=== Data supplied ===

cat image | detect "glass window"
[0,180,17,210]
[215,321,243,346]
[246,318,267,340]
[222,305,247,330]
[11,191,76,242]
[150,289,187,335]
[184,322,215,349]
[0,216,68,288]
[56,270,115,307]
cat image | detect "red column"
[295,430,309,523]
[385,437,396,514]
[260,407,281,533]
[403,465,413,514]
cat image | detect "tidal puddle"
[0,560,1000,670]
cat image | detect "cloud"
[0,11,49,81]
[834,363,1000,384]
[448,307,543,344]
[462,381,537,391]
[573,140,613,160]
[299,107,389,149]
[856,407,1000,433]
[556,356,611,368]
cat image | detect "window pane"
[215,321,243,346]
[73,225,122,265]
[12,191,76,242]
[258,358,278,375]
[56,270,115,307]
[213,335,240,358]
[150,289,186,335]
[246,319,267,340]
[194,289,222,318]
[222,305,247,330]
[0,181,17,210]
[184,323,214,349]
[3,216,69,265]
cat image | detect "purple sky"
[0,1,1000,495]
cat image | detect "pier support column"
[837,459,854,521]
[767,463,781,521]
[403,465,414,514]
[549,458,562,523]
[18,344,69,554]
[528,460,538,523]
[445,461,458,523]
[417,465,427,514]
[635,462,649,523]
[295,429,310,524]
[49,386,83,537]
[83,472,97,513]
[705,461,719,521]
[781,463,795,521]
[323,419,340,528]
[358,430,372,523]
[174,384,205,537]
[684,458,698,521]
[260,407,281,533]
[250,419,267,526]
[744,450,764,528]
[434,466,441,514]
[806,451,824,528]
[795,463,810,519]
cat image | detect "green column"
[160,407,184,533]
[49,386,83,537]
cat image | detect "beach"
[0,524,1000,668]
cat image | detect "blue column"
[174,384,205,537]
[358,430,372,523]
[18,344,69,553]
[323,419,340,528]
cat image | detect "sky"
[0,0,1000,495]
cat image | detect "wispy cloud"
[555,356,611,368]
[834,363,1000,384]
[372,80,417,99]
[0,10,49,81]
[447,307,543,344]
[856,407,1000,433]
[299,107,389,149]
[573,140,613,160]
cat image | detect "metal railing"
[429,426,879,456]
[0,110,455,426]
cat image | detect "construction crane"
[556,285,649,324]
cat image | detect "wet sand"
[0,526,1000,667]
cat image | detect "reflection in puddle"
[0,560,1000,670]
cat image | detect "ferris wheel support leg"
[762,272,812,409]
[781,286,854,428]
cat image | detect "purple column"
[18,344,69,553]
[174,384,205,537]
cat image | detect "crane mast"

===

**Goal**
Return the lines above exactly, keeping every word.

**Exercise output**
cat image | detect "glass window"
[0,180,17,210]
[215,321,243,346]
[246,318,267,340]
[222,305,247,330]
[11,191,76,242]
[150,289,187,335]
[184,322,215,349]
[0,216,68,288]
[56,270,115,307]
cat image | detect "red column"
[295,430,309,523]
[385,437,396,514]
[260,407,281,533]
[403,465,413,514]
cat image | detect "tidal puddle"
[0,560,1000,670]
cat image | detect "cloud"
[0,11,49,81]
[834,363,1000,384]
[448,307,543,344]
[462,381,537,391]
[573,140,613,160]
[299,107,389,149]
[856,407,1000,433]
[556,356,611,368]
cat image | detect "window pane"
[215,321,243,346]
[73,225,122,265]
[12,191,76,242]
[258,358,278,375]
[56,270,115,307]
[213,335,240,358]
[150,289,186,335]
[246,319,267,340]
[194,289,222,318]
[222,305,247,330]
[0,181,17,210]
[184,323,214,349]
[3,216,69,265]
cat image | detect "purple sky"
[0,1,1000,495]
cat image | detect "pier support column"
[837,459,854,521]
[767,463,781,521]
[403,465,414,514]
[549,458,562,523]
[18,344,69,554]
[528,460,538,523]
[445,461,458,523]
[417,465,427,514]
[635,462,649,523]
[295,429,310,524]
[49,386,83,537]
[83,472,97,513]
[705,461,719,521]
[781,463,795,521]
[323,419,340,528]
[358,430,372,523]
[174,384,205,537]
[684,458,698,521]
[260,407,281,533]
[250,419,267,526]
[744,450,764,528]
[434,466,441,514]
[806,451,824,528]
[795,463,810,519]
cat image | detect "green column"
[160,407,184,533]
[49,386,83,537]
cat image | detect "beach"
[0,524,1000,668]
cat image | detect "blue column"
[174,384,205,537]
[358,430,372,523]
[18,344,69,553]
[323,419,340,528]
cat image | detect "sky"
[0,0,1000,495]
cat image | detect "wispy cloud"
[555,356,611,368]
[834,363,1000,384]
[372,80,417,99]
[0,10,49,81]
[447,307,543,344]
[856,407,1000,433]
[299,107,389,149]
[573,140,613,160]
cat image | detect "metal railing"
[429,426,879,456]
[0,110,455,426]
cat image | detect "construction crane"
[556,285,649,324]
cat image | detect "wet sand"
[0,526,1000,667]
cat image | detect "reflection in puddle"
[0,560,1000,670]
cat image | detect "ferris wheel support leg"
[762,272,812,409]
[781,286,854,428]
cat image | detect "purple column"
[18,344,69,553]
[174,384,205,537]
cat image | detect "crane mast"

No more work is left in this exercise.